++++ PASSAGE FOR REVIEW ++++

If you or a loved one is being charged with a violation of California Penal Code § 315, what must the jury or judge find to convict? What are the defenses? What is the punishment? How can this charge be resolved on terms that are less stigmatizing?
About This Article Briefly: Penal Code § 315 makes it a misdemeanor to own, operate or work in a home or business where prostitution takes place. This can be a “massage parlor,” topless bar or any other place. Lack of knowledge or the business going on is probably the best defense.
To convict someone of violating § 315, the jury or judge must find beyond a reasonable doubt that defendant “willfully kept a house of ill-fame . . . resorted to for purposes of prostitution or lewdness . . ., or who willfully resides in such house” and at the time, the building was used for prostitution. In other words, defendant must know that prostitution was occurring in the house, aka a “whore house.” Penal Code § 315 can also apply to a strip club, bar or massage parlor.

++++

* WORK TO COMPLETE
Using the passage on California Penal Code § 315, answer:
(a) What class of offense does § 315 make it to own, operate or work in a place where prostitution takes place?
(b) By what standard must the jury or judge find the elements to convict?
(c) Besides a strip club, what two places does the passage say § 315 can apply to?

++++ DATA BLOCK ++++

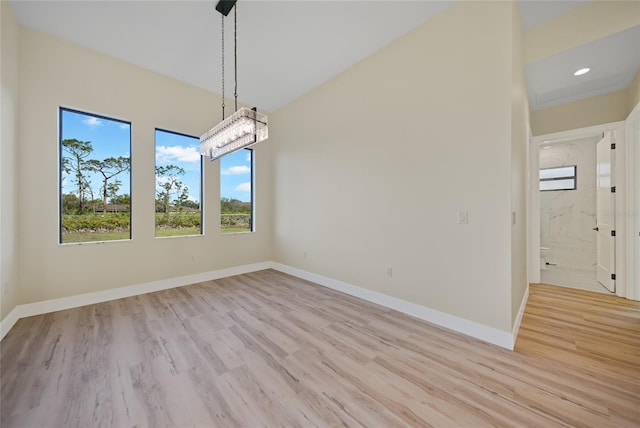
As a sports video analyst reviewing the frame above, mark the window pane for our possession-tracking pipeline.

++++

* WRITTEN ANSWER
(a) A misdemeanor.
(b) Beyond a reasonable doubt.
(c) A bar and a massage parlor.